--- The problem ---
Write out the entries below exactly, from the first line to the one with "point(13, 189)", both ends included.

Start of Study material

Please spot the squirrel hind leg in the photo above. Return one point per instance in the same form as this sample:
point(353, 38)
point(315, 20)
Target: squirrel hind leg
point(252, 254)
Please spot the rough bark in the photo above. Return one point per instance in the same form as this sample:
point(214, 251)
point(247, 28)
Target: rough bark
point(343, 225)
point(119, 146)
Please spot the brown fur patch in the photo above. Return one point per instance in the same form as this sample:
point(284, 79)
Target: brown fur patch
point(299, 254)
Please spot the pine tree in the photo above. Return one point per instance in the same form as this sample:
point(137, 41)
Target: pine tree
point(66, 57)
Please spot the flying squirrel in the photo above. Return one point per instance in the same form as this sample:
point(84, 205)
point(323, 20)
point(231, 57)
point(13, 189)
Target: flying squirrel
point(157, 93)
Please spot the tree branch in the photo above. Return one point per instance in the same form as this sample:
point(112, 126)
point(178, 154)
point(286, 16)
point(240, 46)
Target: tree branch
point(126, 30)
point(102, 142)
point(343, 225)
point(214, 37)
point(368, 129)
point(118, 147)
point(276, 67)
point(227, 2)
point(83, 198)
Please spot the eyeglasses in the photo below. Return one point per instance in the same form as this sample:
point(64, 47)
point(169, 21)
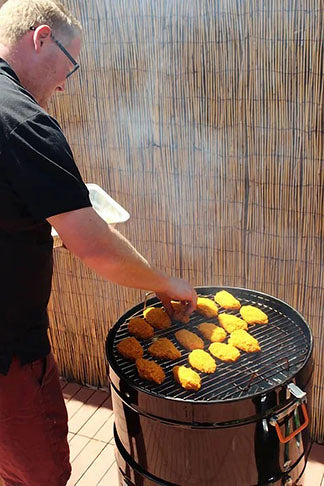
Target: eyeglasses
point(68, 55)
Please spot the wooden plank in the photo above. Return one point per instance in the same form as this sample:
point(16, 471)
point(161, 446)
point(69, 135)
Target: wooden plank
point(70, 390)
point(96, 421)
point(81, 397)
point(106, 431)
point(87, 410)
point(111, 477)
point(99, 467)
point(84, 458)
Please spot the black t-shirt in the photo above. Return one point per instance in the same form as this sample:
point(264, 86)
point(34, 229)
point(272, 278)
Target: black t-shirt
point(38, 179)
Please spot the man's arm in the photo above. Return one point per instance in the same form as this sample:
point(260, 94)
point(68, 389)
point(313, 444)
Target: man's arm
point(110, 255)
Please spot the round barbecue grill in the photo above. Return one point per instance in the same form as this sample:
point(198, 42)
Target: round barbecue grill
point(250, 413)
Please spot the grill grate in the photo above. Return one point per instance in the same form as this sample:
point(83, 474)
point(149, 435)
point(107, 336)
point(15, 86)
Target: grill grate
point(285, 346)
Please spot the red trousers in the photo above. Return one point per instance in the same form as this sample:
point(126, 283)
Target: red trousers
point(33, 426)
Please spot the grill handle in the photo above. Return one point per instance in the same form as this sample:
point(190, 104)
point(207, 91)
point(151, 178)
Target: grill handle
point(300, 401)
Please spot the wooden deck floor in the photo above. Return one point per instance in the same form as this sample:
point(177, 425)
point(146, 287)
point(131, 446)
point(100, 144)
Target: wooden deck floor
point(92, 445)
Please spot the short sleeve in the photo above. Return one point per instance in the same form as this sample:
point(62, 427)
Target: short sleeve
point(40, 168)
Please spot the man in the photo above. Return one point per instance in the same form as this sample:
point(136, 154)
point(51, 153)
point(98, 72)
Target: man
point(41, 186)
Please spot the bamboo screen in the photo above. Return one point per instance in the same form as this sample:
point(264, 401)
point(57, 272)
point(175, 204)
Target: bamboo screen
point(204, 119)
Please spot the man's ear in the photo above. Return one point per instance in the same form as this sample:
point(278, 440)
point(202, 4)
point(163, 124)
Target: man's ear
point(41, 34)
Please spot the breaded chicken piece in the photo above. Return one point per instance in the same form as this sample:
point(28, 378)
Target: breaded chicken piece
point(227, 300)
point(243, 340)
point(165, 349)
point(130, 348)
point(189, 340)
point(187, 378)
point(179, 312)
point(157, 317)
point(253, 315)
point(231, 323)
point(140, 328)
point(213, 333)
point(150, 370)
point(206, 307)
point(224, 352)
point(202, 361)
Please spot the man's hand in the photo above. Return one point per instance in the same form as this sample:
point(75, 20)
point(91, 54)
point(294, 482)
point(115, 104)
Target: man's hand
point(178, 289)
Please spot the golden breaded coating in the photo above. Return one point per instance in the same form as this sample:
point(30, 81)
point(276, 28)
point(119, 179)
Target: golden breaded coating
point(150, 370)
point(189, 340)
point(227, 300)
point(165, 349)
point(206, 307)
point(130, 348)
point(140, 328)
point(179, 312)
point(187, 378)
point(231, 323)
point(253, 315)
point(202, 361)
point(157, 317)
point(243, 340)
point(213, 333)
point(224, 352)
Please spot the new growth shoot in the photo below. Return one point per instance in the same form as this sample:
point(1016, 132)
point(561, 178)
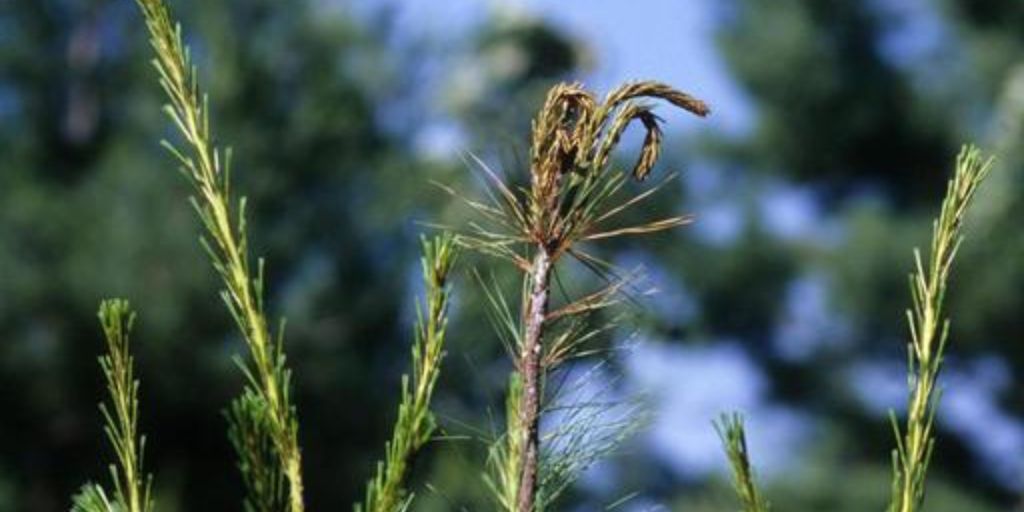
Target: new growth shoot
point(571, 198)
point(131, 486)
point(387, 491)
point(264, 426)
point(730, 430)
point(929, 333)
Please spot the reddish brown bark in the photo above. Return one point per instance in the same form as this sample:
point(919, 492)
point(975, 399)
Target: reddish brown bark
point(529, 368)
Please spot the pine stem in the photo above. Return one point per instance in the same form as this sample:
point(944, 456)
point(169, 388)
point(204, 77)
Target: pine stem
point(529, 368)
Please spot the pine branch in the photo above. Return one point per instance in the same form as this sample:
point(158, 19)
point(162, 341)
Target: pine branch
point(929, 332)
point(571, 196)
point(415, 426)
point(208, 169)
point(131, 488)
point(730, 430)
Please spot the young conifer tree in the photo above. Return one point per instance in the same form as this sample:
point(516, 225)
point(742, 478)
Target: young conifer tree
point(131, 485)
point(387, 491)
point(263, 420)
point(929, 333)
point(573, 197)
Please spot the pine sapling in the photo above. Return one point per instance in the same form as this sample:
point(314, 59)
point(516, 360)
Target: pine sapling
point(730, 429)
point(387, 492)
point(264, 422)
point(131, 485)
point(929, 333)
point(571, 197)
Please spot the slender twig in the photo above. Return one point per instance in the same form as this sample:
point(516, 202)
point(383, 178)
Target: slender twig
point(269, 410)
point(571, 198)
point(131, 486)
point(929, 332)
point(730, 430)
point(415, 426)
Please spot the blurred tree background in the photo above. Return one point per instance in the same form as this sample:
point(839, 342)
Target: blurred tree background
point(784, 299)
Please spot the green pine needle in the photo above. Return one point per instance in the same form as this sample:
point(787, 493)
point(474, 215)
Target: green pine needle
point(929, 331)
point(131, 487)
point(730, 429)
point(208, 169)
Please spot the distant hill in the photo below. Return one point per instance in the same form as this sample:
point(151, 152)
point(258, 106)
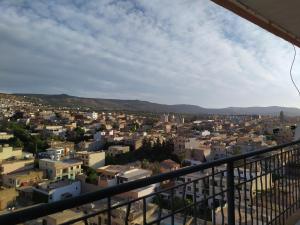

End of Study material

--- Solution for this task ---
Please spot the squirrel hind leg in the photo above. Return one point per instance in the same form as this sample:
point(353, 38)
point(315, 20)
Target: squirrel hind leg
point(252, 254)
Please spot the rough bark in the photo above. Return one point per instance in the same form as this sample:
point(214, 251)
point(247, 28)
Target: rough bark
point(343, 225)
point(119, 146)
Please spot the brown fur patch in the photo above. Return one point per instance in the same form as this sample:
point(284, 79)
Target: brown fur patch
point(299, 254)
Please spot the pine tree in the photo above. Return one point per instance in the same form as this sample:
point(137, 41)
Target: pine tree
point(66, 57)
Please spot the flying squirrel in the photo above. Return one point per instance in the same form as this sample:
point(84, 205)
point(323, 20)
point(231, 57)
point(13, 189)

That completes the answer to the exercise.